## THE REQUEST
Reproduce the records below, substituting "annotator" for every occurrence of "resolver" and leaving all other text unchanged.

_ _ _

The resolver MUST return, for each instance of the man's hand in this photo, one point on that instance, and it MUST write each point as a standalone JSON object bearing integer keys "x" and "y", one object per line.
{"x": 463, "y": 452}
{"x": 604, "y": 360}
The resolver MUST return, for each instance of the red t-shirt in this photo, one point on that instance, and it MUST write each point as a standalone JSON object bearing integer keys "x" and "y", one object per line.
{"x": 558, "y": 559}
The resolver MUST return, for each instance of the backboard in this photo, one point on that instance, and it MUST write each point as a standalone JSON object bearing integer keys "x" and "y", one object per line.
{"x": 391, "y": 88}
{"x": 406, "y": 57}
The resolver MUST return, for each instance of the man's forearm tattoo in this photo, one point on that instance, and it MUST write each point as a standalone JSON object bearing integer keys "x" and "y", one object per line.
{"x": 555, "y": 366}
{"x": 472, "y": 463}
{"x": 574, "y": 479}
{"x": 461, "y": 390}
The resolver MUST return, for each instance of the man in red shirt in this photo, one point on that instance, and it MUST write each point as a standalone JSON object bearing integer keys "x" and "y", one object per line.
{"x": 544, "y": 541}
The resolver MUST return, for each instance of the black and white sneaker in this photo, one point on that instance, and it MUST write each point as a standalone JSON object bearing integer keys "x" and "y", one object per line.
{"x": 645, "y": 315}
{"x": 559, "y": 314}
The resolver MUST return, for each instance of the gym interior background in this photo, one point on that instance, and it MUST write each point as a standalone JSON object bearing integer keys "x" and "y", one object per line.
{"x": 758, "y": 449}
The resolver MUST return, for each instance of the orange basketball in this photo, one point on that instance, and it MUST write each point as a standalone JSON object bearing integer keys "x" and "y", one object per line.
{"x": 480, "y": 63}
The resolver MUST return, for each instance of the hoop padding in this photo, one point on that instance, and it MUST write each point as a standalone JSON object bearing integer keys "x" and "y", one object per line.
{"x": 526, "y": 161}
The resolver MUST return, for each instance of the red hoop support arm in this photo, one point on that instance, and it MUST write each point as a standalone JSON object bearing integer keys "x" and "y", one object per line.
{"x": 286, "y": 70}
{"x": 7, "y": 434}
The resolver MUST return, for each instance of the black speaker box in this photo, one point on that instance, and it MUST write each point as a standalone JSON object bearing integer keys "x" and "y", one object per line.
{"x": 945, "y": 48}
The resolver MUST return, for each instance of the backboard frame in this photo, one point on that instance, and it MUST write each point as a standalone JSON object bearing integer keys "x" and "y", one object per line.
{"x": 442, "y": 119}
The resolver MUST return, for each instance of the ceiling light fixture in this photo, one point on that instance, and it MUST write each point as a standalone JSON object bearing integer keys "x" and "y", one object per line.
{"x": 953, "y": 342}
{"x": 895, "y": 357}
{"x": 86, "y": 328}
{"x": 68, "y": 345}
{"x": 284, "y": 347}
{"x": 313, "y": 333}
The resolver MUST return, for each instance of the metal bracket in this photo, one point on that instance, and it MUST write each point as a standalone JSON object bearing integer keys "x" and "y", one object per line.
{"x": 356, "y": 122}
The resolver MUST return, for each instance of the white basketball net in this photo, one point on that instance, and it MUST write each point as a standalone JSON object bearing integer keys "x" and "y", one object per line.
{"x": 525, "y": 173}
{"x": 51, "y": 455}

_ _ _

## RESPONSE FOR THIS EXERCISE
The annotator MUST return, for each instance of the man's hand in this photo, one point on that instance, and it MUST write each point as a standalone JSON object bearing integer keys "x" and "y", one object per line.
{"x": 463, "y": 452}
{"x": 604, "y": 360}
The annotator MUST return, for each instance of the red t-shirt in this photo, one point on that instance, and it MUST write each point as a standalone JSON object bearing integer keys "x" and "y", one object per line.
{"x": 558, "y": 559}
The annotator MUST return, for each instance of the backboard in this photo, one point on that instance, and it MUST write each point as a standalone JSON object bearing integer keys "x" and "y", one object per line.
{"x": 391, "y": 88}
{"x": 406, "y": 57}
The annotator MUST return, for each instance of the man's forearm tattoo in this photo, one point on that instance, and it MUST write each point as a standalone JSON object bearing integer keys "x" and "y", one object per line.
{"x": 555, "y": 366}
{"x": 472, "y": 463}
{"x": 574, "y": 479}
{"x": 461, "y": 390}
The annotator MUST return, for each instance of the man in red shirt in this photo, one point on that instance, and it MUST write each point as a standalone JSON object bearing integer keys "x" and "y", one object per line.
{"x": 544, "y": 541}
The annotator MUST return, for each instance of the black and white sneaker in this photo, one point on that instance, and it MUST write each point as a standalone JSON object bearing integer keys "x" and "y", one object per line.
{"x": 645, "y": 315}
{"x": 559, "y": 314}
The annotator MUST return, for each instance of the gym interior background in this photo, one point on that instance, and it MUST write each point as a standalone JSON object bearing integer keys "x" and "y", one object per line.
{"x": 758, "y": 449}
The annotator MUST return, for each instance of the orange basketball in this photo, one point on that instance, and it MUST write each point as a standalone JSON object bearing integer keys "x" and "y", one object per line.
{"x": 480, "y": 63}
The annotator MUST return, for each instance of the hoop padding in this photo, one point on that instance, and it MUST write each point as a standalone JSON object bearing integer keys "x" and "y", one object per line.
{"x": 526, "y": 161}
The annotator MUST return, for each instance of the red hoop support arm in this photo, one point on that instance, and it MUST write each point as a standalone JSON object bearing integer keys "x" and "y", one object per line.
{"x": 286, "y": 70}
{"x": 7, "y": 434}
The annotator MUST return, for each instance of the black speaker box in this photo, one point on that instance, and it MUST write each point as a standalone JSON object bearing integer keys "x" and "y", one object per line.
{"x": 945, "y": 48}
The annotator MUST return, for each instance of the backboard frame in this photo, one point on that instance, and it MUST write each point as a standalone JSON object bearing integer keys "x" and "y", one object per line.
{"x": 442, "y": 119}
The annotator MUST return, for each instance of the ceiling light fixture in this photo, one point on that instance, and it MUST write each point as a standalone JSON object bearing integer keys "x" and "y", one object per line.
{"x": 953, "y": 342}
{"x": 895, "y": 357}
{"x": 86, "y": 328}
{"x": 68, "y": 345}
{"x": 284, "y": 347}
{"x": 313, "y": 333}
The annotator MUST return, for each instance of the metal bracket in this photo, one point on that instance, and it MUST write each point as a standalone JSON object bearing integer keys "x" and "y", one object per line.
{"x": 356, "y": 122}
The annotator MUST return, for each instance of the white basketball net in this photo, one point on that instance, and it MUST write each point as a standalone JSON object bearing integer keys "x" and "y", one object per line.
{"x": 525, "y": 173}
{"x": 51, "y": 455}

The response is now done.